An exact reproduction of the records is required, with all images left out.

----- Data lines

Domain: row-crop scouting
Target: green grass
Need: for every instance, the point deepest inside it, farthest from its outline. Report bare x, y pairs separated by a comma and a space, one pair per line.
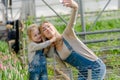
14, 71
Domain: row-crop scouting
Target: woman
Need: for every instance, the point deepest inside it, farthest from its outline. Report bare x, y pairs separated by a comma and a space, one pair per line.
71, 50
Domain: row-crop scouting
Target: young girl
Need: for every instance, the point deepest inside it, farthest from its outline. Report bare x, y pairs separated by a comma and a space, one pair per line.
72, 50
36, 58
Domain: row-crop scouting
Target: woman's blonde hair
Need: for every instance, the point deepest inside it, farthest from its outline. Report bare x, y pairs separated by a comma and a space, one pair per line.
30, 29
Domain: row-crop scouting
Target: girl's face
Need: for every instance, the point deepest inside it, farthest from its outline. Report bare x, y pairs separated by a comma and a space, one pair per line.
35, 35
48, 30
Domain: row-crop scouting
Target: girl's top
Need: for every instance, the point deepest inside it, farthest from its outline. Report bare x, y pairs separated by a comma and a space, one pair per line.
78, 46
33, 47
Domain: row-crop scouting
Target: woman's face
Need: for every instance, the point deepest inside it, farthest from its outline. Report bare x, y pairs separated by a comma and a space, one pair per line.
36, 36
48, 30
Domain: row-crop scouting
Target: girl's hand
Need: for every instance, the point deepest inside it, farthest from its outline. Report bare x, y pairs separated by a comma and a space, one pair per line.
70, 3
53, 39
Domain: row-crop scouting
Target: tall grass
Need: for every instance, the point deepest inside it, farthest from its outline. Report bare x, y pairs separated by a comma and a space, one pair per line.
14, 70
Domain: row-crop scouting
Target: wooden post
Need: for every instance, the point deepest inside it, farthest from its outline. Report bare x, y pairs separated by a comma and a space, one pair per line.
89, 74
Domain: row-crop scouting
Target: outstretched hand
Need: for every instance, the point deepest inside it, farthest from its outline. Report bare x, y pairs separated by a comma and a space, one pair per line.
70, 3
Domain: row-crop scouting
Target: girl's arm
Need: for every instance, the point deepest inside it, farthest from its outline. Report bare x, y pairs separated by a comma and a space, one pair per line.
72, 4
38, 46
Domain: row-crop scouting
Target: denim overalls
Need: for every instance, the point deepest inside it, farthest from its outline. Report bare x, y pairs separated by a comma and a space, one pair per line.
83, 64
38, 68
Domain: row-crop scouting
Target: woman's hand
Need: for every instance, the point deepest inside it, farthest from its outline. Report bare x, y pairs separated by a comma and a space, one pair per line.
70, 3
53, 39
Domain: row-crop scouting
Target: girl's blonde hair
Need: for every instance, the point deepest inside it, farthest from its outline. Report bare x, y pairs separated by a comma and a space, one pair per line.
30, 29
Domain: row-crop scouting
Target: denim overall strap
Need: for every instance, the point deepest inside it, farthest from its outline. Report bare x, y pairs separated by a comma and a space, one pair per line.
69, 47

----------

**Exercise response:**
Domain: row-crop scouting
Target: green grass
Need: for every instance, the point deepest inside it, farthest from its outline. Report bare x, y pairs separated by a comma and a space, one pair per line.
14, 71
Domain: row-crop scouting
Target: woman
Need: for every instance, the point deepest inside it, farthest from its outline. Report bare x, y pairs separated by a comma and a space, one pair per line.
71, 50
Domain: row-crop scouting
Target: young girl
Need: for every instance, the point deepest inside it, farthest from its outline. Report bare x, y pairs separated by a comma and a space, one pair per line.
72, 50
36, 58
Domain: row-crop scouting
Target: woman's blonde hair
Need: for every instance, the point deepest inside it, farthest from its outline. Report bare x, y pairs separated by a comma and a space, one pair per line.
30, 29
Domain: row-crop scouting
Target: girl's face
Need: for every instance, the point deepest inside it, farthest from its outline. Report bare x, y pairs separated by a comma and a space, one pair per line.
35, 35
48, 30
Domain: row-crop scouting
Target: girl's top
Need: for every instance, the point deepest inside it, farthest from its outline. Report bare x, y pairs separated by a comma and a space, one pair per line.
78, 46
33, 47
Domain: row-crop scouting
Target: woman's face
Need: for every instance, the point deepest inside it, farthest from its outline. Report bare x, y pairs separated by a comma and a space, one pair per line.
36, 36
48, 30
Domain: row-crop scouting
Target: girl's hand
Need: for every instance, the point deepest inside it, farthest from its outline. Report bare x, y pairs separated by a comma and a space, one pair per line.
70, 3
53, 39
Domain: row-crop scouting
Target: tall grass
Need: for every instance, the point deepest inside it, farthest from its outline. Report bare x, y pairs separated by a comma and a space, one pair per line.
14, 70
Domain: row-crop scouting
Target: wooden post
Need: for every instance, the point deepest inside it, farthest from its outline. Report bare x, y pairs separated by a comma and a space, one pair per line.
89, 74
Domain: row-crop scouting
Target: outstretched hand
Need: for every instance, the point deepest inside it, farthest from its outline. Report bare x, y pairs separated by a comma and a space, one pair per line.
70, 3
Domain: row-crop scouting
Target: girl's arm
Need: for every instance, the point deepest inside it, farthest from its outline. Report bare x, y pairs separated by a comma and a space, one pair per line.
72, 4
38, 46
Domain: row-crop scouting
Target: denim overalls
Need: for every instance, the point deepest inside it, farthest from its outline. Report bare x, y pairs separated by a comma and a space, one pair per line.
83, 64
38, 68
Domain: row-crop scouting
Target: woman's hand
Need: for every instance, the point deepest inside it, farthest from its outline. Report bare x, y pairs separated by a comma and a space, one pair per line.
70, 3
53, 39
Domain: row-crop scouting
Target: girl's blonde hair
Need: for every instance, the point deepest inside it, farthest from its outline. Report bare x, y pairs separated by a comma and a space, one pair per line.
30, 29
Domain: row-crop scouting
Target: denim overall strap
Need: for every instance, the point deepest inside it, farthest from its outline. Report bare x, y pairs separated by a comma and a space, one pair per line.
69, 47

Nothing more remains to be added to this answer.